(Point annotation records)

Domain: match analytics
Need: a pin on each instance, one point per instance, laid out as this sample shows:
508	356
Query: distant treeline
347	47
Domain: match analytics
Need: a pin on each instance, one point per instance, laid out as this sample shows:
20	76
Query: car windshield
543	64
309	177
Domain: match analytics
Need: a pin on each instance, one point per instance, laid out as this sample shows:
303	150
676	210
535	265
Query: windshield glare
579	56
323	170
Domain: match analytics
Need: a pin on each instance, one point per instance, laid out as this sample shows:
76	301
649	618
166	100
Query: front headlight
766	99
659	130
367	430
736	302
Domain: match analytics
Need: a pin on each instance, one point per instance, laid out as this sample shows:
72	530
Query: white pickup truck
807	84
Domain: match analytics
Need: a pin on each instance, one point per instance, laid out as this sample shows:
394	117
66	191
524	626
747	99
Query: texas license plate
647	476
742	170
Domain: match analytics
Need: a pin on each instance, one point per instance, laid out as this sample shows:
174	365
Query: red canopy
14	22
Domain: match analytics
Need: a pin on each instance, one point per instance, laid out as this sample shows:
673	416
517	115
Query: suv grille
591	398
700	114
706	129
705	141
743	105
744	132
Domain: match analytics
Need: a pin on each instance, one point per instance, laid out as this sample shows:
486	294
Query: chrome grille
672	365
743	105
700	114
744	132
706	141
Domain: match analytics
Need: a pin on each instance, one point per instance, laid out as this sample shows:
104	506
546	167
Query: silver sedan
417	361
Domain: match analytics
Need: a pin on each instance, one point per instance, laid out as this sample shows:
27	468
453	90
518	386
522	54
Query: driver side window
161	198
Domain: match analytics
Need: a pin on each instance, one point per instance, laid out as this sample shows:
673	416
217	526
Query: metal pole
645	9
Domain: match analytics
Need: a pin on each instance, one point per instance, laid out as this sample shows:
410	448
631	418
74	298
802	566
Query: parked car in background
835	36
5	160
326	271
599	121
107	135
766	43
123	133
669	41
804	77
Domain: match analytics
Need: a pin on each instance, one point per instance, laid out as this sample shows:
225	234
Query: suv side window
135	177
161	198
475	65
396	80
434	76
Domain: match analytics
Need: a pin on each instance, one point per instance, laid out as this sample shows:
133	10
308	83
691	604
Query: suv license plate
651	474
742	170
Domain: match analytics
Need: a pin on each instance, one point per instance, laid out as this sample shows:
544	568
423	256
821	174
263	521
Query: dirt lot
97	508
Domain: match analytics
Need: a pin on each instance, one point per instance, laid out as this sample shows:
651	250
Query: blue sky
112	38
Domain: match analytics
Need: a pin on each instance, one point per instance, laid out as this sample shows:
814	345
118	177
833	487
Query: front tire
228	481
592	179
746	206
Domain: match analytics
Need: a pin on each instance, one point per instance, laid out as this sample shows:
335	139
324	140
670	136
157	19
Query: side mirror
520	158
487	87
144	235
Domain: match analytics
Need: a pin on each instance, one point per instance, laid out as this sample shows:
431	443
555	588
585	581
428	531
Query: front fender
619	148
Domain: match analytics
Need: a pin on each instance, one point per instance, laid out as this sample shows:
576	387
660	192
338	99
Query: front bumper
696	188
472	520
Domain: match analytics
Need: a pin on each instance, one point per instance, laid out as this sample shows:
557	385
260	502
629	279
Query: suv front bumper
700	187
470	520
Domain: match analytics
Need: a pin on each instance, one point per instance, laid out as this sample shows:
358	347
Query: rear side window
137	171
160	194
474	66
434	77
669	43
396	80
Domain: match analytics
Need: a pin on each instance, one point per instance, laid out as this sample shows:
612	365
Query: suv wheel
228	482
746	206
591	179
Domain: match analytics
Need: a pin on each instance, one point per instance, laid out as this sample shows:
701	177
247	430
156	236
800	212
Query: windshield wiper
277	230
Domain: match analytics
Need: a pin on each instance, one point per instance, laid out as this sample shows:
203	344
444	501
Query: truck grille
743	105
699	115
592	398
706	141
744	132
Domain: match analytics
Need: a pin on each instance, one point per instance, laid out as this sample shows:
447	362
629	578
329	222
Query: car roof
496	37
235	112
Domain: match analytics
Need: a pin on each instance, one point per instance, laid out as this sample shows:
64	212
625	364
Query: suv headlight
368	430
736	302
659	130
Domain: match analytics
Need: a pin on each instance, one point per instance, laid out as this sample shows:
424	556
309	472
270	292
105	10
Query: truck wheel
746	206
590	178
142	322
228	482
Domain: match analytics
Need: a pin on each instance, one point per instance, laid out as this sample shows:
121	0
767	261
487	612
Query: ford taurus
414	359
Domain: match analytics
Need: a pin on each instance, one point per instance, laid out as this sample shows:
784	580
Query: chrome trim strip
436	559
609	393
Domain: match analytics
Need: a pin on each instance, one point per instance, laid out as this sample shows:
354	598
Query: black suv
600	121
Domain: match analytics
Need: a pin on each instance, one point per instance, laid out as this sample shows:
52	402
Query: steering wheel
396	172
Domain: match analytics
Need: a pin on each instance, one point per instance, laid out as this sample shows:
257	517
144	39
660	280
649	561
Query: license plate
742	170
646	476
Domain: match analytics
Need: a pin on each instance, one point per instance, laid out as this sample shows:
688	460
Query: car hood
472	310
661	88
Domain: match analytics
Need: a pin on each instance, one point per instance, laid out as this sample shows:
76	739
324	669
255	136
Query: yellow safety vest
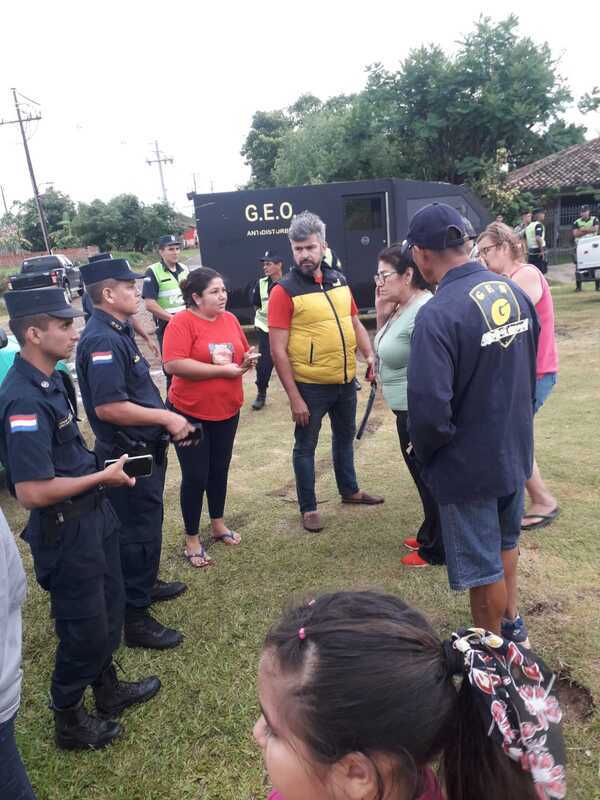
532	243
261	316
169	291
322	342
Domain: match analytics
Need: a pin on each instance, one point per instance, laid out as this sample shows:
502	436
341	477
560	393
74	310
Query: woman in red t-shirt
206	352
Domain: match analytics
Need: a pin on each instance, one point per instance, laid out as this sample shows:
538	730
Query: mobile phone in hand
135	466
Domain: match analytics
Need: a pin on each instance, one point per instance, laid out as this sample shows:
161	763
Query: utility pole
3	199
36	193
160	160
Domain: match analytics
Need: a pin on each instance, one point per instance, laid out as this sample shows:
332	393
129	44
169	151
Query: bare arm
39	494
200	371
153	307
528	279
125	413
278	340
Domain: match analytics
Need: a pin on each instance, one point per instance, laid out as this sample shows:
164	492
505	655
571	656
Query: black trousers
205	468
140	512
264	367
429	535
82	572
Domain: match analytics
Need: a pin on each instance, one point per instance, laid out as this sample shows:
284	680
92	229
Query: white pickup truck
587	267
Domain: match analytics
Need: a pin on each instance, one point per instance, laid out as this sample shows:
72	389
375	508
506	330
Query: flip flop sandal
208	561
228	538
544	520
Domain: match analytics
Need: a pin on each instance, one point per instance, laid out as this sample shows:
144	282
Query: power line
160	160
20	120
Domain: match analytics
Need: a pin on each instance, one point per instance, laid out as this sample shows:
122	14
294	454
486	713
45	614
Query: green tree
438	117
261	148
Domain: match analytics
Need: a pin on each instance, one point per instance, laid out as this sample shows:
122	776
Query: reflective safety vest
584	224
261	316
532	243
169	292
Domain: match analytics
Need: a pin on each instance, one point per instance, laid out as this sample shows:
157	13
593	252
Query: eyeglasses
380	277
483	251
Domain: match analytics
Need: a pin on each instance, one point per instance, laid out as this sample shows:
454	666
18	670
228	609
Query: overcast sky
113	77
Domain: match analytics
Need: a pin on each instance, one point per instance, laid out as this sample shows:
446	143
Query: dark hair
95	289
371	677
399	258
19	326
196	282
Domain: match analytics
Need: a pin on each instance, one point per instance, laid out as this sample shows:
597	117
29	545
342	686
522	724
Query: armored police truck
362	217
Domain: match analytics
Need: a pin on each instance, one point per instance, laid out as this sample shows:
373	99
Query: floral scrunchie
525	717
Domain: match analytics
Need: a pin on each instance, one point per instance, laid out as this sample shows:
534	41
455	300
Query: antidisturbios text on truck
362	217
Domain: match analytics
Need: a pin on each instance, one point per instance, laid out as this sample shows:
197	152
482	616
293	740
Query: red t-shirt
218	341
281	307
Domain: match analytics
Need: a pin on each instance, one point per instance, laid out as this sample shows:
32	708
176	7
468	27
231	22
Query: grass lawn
194	740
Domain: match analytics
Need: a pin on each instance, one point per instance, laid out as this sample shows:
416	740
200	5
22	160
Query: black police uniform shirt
39	436
111	369
471	386
87	306
150	290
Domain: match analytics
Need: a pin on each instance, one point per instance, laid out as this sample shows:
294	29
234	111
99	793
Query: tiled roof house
564	172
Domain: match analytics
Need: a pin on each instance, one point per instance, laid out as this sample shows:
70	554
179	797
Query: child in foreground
359	697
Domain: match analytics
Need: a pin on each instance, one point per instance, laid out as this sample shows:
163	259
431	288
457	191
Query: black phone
135	466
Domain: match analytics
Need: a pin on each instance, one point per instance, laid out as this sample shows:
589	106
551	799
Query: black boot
162	590
142	630
259	403
114	696
75	729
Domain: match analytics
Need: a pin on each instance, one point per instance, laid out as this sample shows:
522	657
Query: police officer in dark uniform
88	310
72	529
127	415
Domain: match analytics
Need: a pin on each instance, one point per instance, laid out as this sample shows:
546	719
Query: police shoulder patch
102	357
22	423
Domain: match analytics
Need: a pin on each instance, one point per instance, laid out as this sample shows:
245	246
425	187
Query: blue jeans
475	534
339	401
543	387
14	783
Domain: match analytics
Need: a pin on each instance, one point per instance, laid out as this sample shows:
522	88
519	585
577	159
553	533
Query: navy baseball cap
271	255
437	227
53	301
165	241
103	269
99	257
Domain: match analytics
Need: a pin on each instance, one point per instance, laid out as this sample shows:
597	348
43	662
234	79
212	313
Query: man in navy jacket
471	382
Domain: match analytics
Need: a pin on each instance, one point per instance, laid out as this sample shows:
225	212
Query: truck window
363	213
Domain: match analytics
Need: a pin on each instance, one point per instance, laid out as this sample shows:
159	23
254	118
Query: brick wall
75	254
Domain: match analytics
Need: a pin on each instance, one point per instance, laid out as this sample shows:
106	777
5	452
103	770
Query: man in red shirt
313	332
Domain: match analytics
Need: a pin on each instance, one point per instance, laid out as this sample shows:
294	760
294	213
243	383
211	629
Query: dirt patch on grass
576	701
546	607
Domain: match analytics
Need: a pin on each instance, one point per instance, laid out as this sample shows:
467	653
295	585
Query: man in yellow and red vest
314	331
161	291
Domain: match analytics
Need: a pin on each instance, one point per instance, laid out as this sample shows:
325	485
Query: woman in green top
400	292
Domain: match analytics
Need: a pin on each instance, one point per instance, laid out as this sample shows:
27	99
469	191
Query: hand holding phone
134	466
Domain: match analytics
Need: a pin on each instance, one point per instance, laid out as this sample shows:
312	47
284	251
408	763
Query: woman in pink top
500	249
359	696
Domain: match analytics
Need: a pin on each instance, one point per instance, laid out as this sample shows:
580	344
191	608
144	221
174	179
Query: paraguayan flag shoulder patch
102	357
23	422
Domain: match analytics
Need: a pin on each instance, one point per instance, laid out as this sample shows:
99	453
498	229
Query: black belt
53	518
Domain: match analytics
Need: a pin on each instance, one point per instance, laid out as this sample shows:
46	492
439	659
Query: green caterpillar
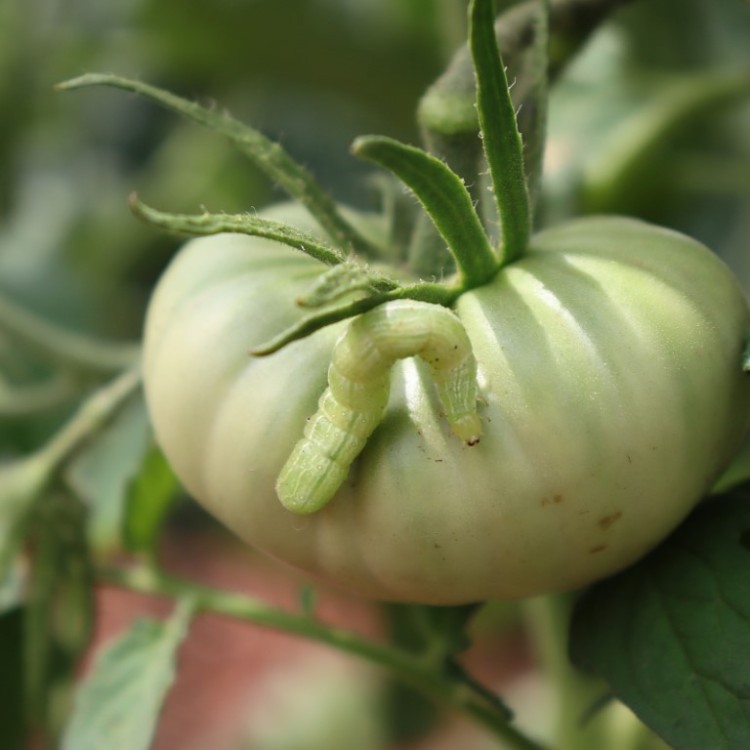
358	388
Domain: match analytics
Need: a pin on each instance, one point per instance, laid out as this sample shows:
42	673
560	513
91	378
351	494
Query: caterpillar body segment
358	388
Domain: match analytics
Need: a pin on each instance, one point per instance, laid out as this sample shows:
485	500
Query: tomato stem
446	200
462	695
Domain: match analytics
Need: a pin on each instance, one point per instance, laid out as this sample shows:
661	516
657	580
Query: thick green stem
402	664
501	139
575	694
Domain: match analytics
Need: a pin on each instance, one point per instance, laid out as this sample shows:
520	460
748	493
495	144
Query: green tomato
611	395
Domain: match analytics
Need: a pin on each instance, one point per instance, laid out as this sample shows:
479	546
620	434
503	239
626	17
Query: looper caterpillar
358	388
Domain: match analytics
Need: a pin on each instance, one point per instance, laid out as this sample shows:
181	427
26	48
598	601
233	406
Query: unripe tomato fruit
612	396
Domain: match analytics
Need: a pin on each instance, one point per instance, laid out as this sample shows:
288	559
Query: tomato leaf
59	612
118	705
149	499
671	635
12	679
101	473
445	199
268	156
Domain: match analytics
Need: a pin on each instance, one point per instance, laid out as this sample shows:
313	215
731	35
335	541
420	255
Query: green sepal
445	199
423	292
250	224
346	278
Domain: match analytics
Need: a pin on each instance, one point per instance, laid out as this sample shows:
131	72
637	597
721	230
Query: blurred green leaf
12	729
671	635
59	613
117	707
149	499
102	473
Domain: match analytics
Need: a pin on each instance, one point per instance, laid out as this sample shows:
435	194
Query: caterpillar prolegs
358	388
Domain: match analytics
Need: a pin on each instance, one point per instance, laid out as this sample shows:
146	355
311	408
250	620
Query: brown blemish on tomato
607	521
554	500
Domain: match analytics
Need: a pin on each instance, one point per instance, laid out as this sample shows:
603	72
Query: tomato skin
612	396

Instructions for the task | Pick out every line in the rows above that contains the word "uniform". Case counts, so a line matches only if its letters have the same capitalization.

Expected answer |
Query: black police uniform shirt
Query: police officer in dark uniform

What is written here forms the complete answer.